> REQUIRED TASK:
Quote the listing in full, exactly as given, minus any pictures.

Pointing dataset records
################

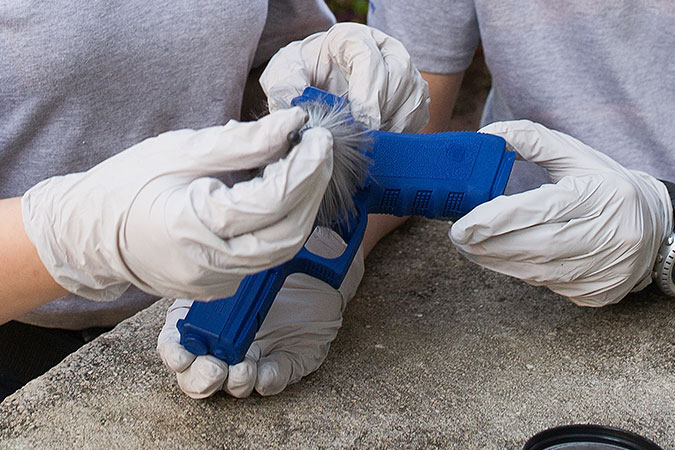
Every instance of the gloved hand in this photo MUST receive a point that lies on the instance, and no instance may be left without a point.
(374, 70)
(292, 342)
(155, 215)
(592, 236)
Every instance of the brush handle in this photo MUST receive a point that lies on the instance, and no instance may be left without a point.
(438, 176)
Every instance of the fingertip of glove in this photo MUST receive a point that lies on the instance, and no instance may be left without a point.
(458, 235)
(269, 381)
(175, 356)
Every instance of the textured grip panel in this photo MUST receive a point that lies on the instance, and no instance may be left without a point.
(439, 176)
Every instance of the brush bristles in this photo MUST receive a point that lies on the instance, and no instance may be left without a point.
(351, 142)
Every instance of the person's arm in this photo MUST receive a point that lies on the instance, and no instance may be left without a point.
(25, 283)
(443, 91)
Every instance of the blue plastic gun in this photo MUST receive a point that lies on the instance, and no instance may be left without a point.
(438, 176)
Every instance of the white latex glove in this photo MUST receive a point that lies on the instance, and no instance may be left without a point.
(592, 236)
(374, 70)
(293, 341)
(155, 216)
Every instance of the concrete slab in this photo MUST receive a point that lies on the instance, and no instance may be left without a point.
(434, 353)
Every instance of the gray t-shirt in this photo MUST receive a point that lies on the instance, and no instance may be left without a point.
(81, 81)
(603, 72)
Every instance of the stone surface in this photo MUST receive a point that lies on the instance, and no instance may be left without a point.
(434, 353)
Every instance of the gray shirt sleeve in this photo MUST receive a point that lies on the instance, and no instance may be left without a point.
(440, 35)
(288, 21)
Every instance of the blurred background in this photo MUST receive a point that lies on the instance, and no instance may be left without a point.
(476, 84)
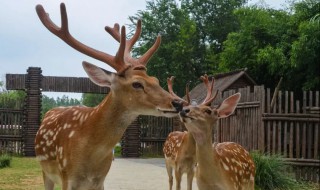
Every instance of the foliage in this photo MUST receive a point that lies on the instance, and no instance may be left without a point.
(49, 103)
(272, 173)
(187, 29)
(12, 99)
(204, 36)
(274, 44)
(5, 160)
(24, 173)
(92, 100)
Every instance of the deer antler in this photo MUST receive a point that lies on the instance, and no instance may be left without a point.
(143, 60)
(170, 82)
(120, 62)
(209, 98)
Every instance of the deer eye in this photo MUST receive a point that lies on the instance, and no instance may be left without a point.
(137, 85)
(208, 111)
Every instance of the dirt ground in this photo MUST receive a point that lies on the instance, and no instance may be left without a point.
(140, 174)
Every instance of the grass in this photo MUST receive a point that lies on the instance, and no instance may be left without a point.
(5, 160)
(271, 173)
(24, 173)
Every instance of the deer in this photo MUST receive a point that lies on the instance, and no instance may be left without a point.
(179, 149)
(74, 144)
(225, 165)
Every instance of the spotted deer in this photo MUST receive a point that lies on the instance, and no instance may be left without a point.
(180, 151)
(224, 165)
(74, 144)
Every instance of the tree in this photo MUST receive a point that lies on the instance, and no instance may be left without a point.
(13, 99)
(49, 103)
(92, 100)
(177, 54)
(305, 55)
(191, 33)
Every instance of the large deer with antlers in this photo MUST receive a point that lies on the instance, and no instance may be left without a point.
(74, 144)
(224, 165)
(180, 150)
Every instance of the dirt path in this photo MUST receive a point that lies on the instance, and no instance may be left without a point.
(140, 174)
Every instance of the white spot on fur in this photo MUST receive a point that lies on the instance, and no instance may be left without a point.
(41, 157)
(71, 134)
(224, 166)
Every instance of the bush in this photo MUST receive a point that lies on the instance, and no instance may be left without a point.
(5, 160)
(272, 173)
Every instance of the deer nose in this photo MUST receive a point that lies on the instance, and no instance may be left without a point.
(177, 104)
(184, 112)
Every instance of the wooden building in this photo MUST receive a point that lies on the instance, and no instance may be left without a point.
(223, 82)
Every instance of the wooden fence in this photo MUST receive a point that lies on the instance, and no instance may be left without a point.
(290, 128)
(11, 131)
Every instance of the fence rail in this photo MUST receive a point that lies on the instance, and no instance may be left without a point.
(11, 131)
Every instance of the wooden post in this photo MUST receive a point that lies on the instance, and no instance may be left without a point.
(32, 108)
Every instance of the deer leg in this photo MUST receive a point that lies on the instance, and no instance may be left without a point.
(169, 171)
(190, 175)
(48, 183)
(178, 175)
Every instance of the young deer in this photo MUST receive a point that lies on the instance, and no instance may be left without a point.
(220, 165)
(180, 151)
(74, 144)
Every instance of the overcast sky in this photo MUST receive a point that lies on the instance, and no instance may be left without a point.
(25, 42)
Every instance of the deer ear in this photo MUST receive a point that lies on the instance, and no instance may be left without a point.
(97, 75)
(228, 106)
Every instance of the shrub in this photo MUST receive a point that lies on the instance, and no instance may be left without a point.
(5, 160)
(272, 173)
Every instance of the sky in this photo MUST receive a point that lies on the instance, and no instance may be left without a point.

################

> ANSWER:
Every instance of the gloved hand in this photo MUST receive a point that lies on the instance, and no instance may be left without a point.
(374, 70)
(292, 342)
(155, 215)
(592, 236)
Every instance of the brush handle in this photo MUST receive a point that lies on the instance, and no instance may be left without a point.
(438, 176)
Every instance of the fingertip of glove in this photo MUST receive a point that lies on the instance, and no instance may be left without a point.
(458, 235)
(269, 381)
(175, 356)
Every instance of the textured grip panel in this photo MUST receive a point that lies on the instance, and no instance may be left without a point.
(439, 176)
Every instance of the brush bristles in this photo MUST receive a point that lies on the instance, and no instance may be left without a point.
(351, 142)
Every instance of the person's arm in this photo MUST receive a point that lies on the instance, and no instance may be left without a point.
(25, 283)
(443, 91)
Every instance of the blue plastic gun in this photo MUST receive a point that lies on the instance, and no instance may be left without a point.
(438, 176)
Every instance of the white latex glove in this photo MUST receive a point that lies on the instance, and no instance may be left without a point.
(592, 236)
(374, 70)
(293, 341)
(155, 216)
Every instance of the concrete slab in this photo MUST receive a point that lies on the instance, and no instance may be left without a point.
(434, 353)
Every instance of the gray t-shirt in this photo MUST receive a point that lies on the instance, and no instance may be left without a point.
(81, 81)
(603, 72)
Every instance of the stone surface in this photo MUST receive a point that lies on the instance, and no instance may be left without a point.
(434, 353)
Every instance of the gray shirt sleeve in this photo MUST receive a point that lies on the instance, and no instance may be left without a point.
(440, 35)
(288, 21)
Every instance of the blurred background in this photo MUST receive a point that lies on the instance, and no instance may be left without a point.
(476, 84)
Every instance of the foliage in this photo MUST receive a point that lies on the instance, and no instance may be left without a point.
(49, 103)
(272, 173)
(187, 29)
(12, 99)
(204, 36)
(274, 44)
(5, 160)
(24, 173)
(92, 100)
Every instance of the deer antler in this photo MUST receive a point that lies on the instance, and no instance may be left without a point.
(143, 60)
(170, 82)
(120, 62)
(209, 98)
Every instance of the deer eye in this photo MUST receive a point that lies on the instance, and no instance may be left without a point.
(137, 85)
(208, 111)
Every instance of the dirt ground in this photo MUST receive a point that lies on the instance, and no instance may be left without a point.
(140, 174)
Every instance of the grass in this photo MUST receive a point that lies on the instance, and no instance may be left without a point.
(5, 160)
(271, 173)
(24, 173)
Every instance of the deer in this photo MUST receive a point that lies on the instance, and no instance may be left without a point.
(179, 149)
(74, 144)
(225, 165)
Every instance of the spotted deer in this photo MUST receive a point that lies on the instance, and no instance may be left without a point.
(180, 151)
(224, 165)
(74, 144)
Every instance of the tree in this photo MUST receive a point that lies on the instance, and no instance may be left without a point.
(13, 99)
(49, 103)
(92, 100)
(177, 54)
(305, 55)
(191, 33)
Every instance of the large deer with antlers in this photo MUST receive a point that lies on the instance, and no instance may be left without a point.
(74, 144)
(224, 165)
(180, 150)
Every instance of the dirt path in this photo MUST receive a point that lies on the instance, and no instance may be left without a point.
(140, 174)
Every instance of the white spot on fur in this photo MUST receive a point that lies on the instance, and no instance may be left without a point.
(41, 157)
(71, 134)
(224, 166)
Every instance of the bush in this photo MUST receive a point that lies on the instance, and no instance may be left without a point.
(5, 160)
(272, 173)
Every instance of the deer nose in this photo MUST receive a point that lies on the instance, and no instance may be left without a point.
(177, 104)
(184, 112)
Every instance of the wooden building in this photo MUST receive a point that lies on the instance, and no instance may be left without a point.
(223, 82)
Every instance of the wooden fence in this photo MUST receive a point that lies on the instance, and no instance may be left without a point.
(290, 128)
(11, 131)
Every instance of the fence rail in this photo MUST receive a point that lies on the instance, and no instance may be left without a point.
(11, 131)
Every instance of the wooden post in this photo MUST receive a point that lies on the instance, and no instance may be left without a point.
(32, 108)
Every instance of the deer leg in this photo MUST receive a point that lies on the instance, and no instance may be left without a point.
(169, 171)
(190, 175)
(48, 183)
(178, 175)
Every instance of the young deer in this photo MUST receive a point that lies on the instance, and no instance may be left without a point.
(220, 165)
(180, 151)
(74, 144)
Every instance of the overcast sky in this photo MUST receive a point that lies on the instance, and no instance may be left without a point.
(25, 42)
Every instance of the deer ear in this photo MUST receive a point that lies on the instance, and no instance may be left without a point.
(97, 75)
(228, 106)
Every instance of the shrub in this photo MUST receive a point that lies on the instance, and no instance may be left without a point.
(5, 160)
(272, 173)
Every instance of the sky in this photo MUST receive a point that lies on the instance, and no instance may be left without a point.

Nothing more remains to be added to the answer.